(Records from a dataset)
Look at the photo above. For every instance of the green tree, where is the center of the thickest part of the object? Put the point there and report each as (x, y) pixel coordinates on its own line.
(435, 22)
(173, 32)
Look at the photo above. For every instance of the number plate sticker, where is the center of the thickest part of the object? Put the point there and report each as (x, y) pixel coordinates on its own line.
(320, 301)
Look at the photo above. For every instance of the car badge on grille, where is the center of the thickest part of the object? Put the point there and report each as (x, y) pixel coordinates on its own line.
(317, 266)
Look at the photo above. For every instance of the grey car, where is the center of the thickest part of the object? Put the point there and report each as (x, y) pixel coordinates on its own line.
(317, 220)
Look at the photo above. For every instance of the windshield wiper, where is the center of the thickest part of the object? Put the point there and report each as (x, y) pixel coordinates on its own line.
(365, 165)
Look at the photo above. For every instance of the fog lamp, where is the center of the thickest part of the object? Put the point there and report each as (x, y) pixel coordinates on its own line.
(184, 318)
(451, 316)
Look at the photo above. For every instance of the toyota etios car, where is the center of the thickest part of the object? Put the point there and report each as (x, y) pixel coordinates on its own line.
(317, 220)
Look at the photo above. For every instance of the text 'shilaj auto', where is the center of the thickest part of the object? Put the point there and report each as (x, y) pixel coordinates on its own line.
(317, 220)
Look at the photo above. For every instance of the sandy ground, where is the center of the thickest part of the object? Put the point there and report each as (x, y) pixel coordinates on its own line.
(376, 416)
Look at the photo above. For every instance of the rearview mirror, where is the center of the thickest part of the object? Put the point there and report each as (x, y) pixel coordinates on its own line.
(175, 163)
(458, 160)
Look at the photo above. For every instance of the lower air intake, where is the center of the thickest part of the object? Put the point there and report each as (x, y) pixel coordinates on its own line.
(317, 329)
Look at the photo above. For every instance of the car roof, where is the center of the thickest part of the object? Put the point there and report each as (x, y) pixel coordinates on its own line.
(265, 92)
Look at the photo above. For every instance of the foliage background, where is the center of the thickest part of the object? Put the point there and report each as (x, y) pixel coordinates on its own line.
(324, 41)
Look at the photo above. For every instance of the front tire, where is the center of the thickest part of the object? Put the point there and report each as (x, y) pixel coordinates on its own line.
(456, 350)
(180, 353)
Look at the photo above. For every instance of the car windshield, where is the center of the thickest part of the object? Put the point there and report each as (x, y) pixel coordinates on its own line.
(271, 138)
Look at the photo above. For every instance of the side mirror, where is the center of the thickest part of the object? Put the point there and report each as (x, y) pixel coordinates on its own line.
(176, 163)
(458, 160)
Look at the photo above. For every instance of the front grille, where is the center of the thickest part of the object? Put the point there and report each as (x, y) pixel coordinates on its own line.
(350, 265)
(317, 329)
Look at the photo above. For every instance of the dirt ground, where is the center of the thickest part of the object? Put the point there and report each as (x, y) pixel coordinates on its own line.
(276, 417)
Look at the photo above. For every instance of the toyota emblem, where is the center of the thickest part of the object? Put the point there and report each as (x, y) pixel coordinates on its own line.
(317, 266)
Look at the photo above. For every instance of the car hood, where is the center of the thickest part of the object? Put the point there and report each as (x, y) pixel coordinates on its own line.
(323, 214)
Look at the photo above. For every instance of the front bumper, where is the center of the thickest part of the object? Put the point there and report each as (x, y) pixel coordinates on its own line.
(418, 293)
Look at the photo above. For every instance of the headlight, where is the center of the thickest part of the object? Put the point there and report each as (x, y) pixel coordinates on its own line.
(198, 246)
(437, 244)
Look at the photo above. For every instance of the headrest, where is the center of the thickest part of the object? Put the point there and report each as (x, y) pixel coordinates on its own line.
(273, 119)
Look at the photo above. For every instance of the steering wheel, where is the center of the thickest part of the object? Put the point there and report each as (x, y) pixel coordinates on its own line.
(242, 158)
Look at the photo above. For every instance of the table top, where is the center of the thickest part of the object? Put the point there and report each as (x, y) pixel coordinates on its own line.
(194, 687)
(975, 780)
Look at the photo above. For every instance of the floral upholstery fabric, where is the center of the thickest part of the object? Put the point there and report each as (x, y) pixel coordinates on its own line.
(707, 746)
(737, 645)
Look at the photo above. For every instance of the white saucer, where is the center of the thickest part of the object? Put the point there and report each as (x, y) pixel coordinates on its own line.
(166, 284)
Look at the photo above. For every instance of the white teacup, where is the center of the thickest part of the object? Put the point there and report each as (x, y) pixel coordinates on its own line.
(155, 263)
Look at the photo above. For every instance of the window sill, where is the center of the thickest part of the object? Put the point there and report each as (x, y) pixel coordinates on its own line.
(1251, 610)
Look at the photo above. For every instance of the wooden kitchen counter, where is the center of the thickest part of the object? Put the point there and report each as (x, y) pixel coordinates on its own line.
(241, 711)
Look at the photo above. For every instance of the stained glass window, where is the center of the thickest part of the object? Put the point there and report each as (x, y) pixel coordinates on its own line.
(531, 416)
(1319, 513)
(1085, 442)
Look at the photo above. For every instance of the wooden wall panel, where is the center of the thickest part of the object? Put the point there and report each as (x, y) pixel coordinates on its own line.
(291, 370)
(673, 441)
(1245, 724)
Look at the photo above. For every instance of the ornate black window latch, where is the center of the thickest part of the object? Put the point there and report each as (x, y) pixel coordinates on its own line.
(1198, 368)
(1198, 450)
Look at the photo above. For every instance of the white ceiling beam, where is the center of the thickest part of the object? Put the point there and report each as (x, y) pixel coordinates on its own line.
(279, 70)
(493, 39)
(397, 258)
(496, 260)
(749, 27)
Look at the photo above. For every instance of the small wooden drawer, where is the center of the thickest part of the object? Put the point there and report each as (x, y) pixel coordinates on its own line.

- What is asked
Reproduce every line of the material above exactly.

- Solution for this problem
Look at the photo above. For every instance of the green tree, where is the center of the thickest part of the object? Put the point there and report each as (x, y) pixel coordinates on its own line.
(435, 22)
(173, 32)
Look at the photo above. For every instance of the number plate sticker, where is the center of the thickest part of the object? Put the point there and report each as (x, y) pixel coordinates on its own line.
(320, 301)
Look at the photo above. For every instance of the car badge on grille, where is the center of the thickest part of the object? Put the point there and report each as (x, y) pixel coordinates on its own line.
(317, 266)
Look at the photo above. For every instance of the grey car, where is the center of the thickest part of the object? Put the point there and report each as (x, y) pixel coordinates on its own line.
(317, 220)
Look at the photo above. For every instance of the windshield wiper, where is the center of the thickest part of the object? Put the point there and report each as (x, y) pixel coordinates on its own line.
(365, 165)
Look at the photo above. For every instance of the fog lamp, where is the center of the thickest part of the object? Put the point there and report each as (x, y) pixel coordinates on its own line.
(184, 318)
(451, 316)
Look at the photo above. For every instance of the toyota etios car, where is the center of the thickest part of the object? Put the point there and report each as (x, y) pixel coordinates on its own line.
(317, 220)
Look at the photo above. For every instance of the text 'shilaj auto', where is the center of the thickest part of the object? Put the point there and report each as (x, y) pixel coordinates on its own line.
(317, 220)
Look at the photo above. For every instance of the sandy ground, where is the center of the thickest part of the object? Put the point there and report each as (x, y) pixel coordinates on its own line.
(376, 416)
Look at the photo above. For every instance of the rearview mirror, where is the center of the thickest part of the object? Put the point there and report each as (x, y) pixel coordinates on its own line.
(175, 163)
(458, 160)
Look at the photo above. For every instance of the lower air intake, where is the center of the thickest part of the object? Put the point there and report each as (x, y) pixel coordinates on its own line.
(317, 329)
Look at the photo above. For every instance of the car roof, where is the center of the thickest part of the object? Put the point there and report each as (x, y) pixel coordinates on its own line.
(265, 92)
Look at the photo above. For every instance of the foliage background, where is the center of the thickest part of the object? Put the point there and report each as (x, y) pixel coordinates on its own line.
(324, 41)
Look at the photo above. For every instance of the front tire, where is the center of the thickest part of the object? Put the point there and report each as (x, y) pixel coordinates on its own line.
(456, 350)
(180, 353)
Look at the photo above. For every instance of the car windshield, where is the center of the thickest part of the object? Put the point there and report each as (x, y) pixel coordinates on its own line.
(271, 138)
Look at the photo above. For every instance of the side mirror, where is the center of the thickest part of the object? Put the point there and report each as (x, y) pixel coordinates on its own line.
(176, 163)
(458, 160)
Look at the photo above. For every instance of the front grille, where is the center of the thickest part of the object? Put the point there and report each as (x, y) pixel coordinates on its own line.
(350, 265)
(317, 329)
Look at the photo above. For every instance of the dirt ground, where is the center of the thickest part of the object? Put the point there and report each as (x, y) pixel coordinates on its own line.
(276, 417)
Look at the photo above. For every instance of the toyota emblem, where is the center of the thickest part of the object? Put the point there and report each as (x, y) pixel coordinates on its own line.
(317, 266)
Look at the photo above. For every instance of the car hood, where is the center of the thickest part of the object? Put the point there and report each as (x, y) pixel coordinates on its own line.
(323, 214)
Look at the photo above. For every instance of the front bumper, where is the center of the thickest part of the object? Put the point there and report each as (x, y) pixel coordinates on its own line.
(418, 293)
Look at the photo above. For every instance of the headlight, where is the center of the thickest part of the object? Put the point there and report each as (x, y) pixel coordinates on its own line.
(198, 246)
(437, 244)
Look at the photo above. For every instance of the headrest, where is the center of the thickest part of the object? Put the point there and report each as (x, y) pixel coordinates on its own line.
(273, 119)
Look at the photo above. For every instance of the steering wheel, where is the center of the thickest part of the object? Put the point there and report each as (x, y) pixel coordinates on its own line.
(242, 158)
Look at the photo above. For every instance of the table top, where is the center of the thickest part of the object? Put the point there and report each as (x, y) pixel coordinates on its own line.
(194, 687)
(975, 780)
Look at the photo above. For every instance of the floral upholstery fabric, where is the center of the thickest part of the object? Put the point there and report each as (x, y) pixel coordinates on its own line.
(707, 746)
(737, 645)
Look at the photo above. For every instance of the white saucer, where is the center of the thickest part of the object? Put the point there and report each as (x, y) pixel coordinates on its own line.
(166, 284)
Look at the photo above. For every instance of the white teacup, where is the center of the thickest part of the object? Put the point there and report each as (x, y) pixel coordinates on its own line.
(155, 263)
Look at the photo above. For every instance of the window sill, where is the center of the thickest part of the object? Put the point there and report each as (x, y) pixel coordinates on its own line.
(1251, 610)
Look at the photo above. For every instance of the wooden kitchen counter, where is the center of the thickest part of the object? Put the point there and report each as (x, y) pixel coordinates on its own line.
(241, 711)
Look at the photo above. For every instance of the stained glass window, where is the center of the thickest part of the object? Put the point there and report each as (x, y) pixel coordinates on its own line.
(531, 416)
(1319, 513)
(1085, 442)
Look at the photo above. For every instance of the wooden wall panel, where is the center of the thickest part of the object? Put the point there and report each as (x, y) pixel coordinates on its own line.
(291, 370)
(673, 441)
(1245, 724)
Look at the photo above. For every instance of the ornate black window latch, where is the center of the thickest part of the object? Put the point there and report each as (x, y) pixel coordinates on its own line.
(1198, 368)
(1198, 450)
Look at the photo above. For every instance of the white ceiling beam, where is the center of the thickest part of the object? Put the point there and report each as (x, y) pixel coordinates on its own line.
(279, 70)
(493, 39)
(397, 258)
(496, 260)
(749, 27)
Look at the photo above. For every instance of the small wooden drawer, where is the center of the thickest part of the object? Put the point there and report each as (x, y) pixel coordinates on its own line.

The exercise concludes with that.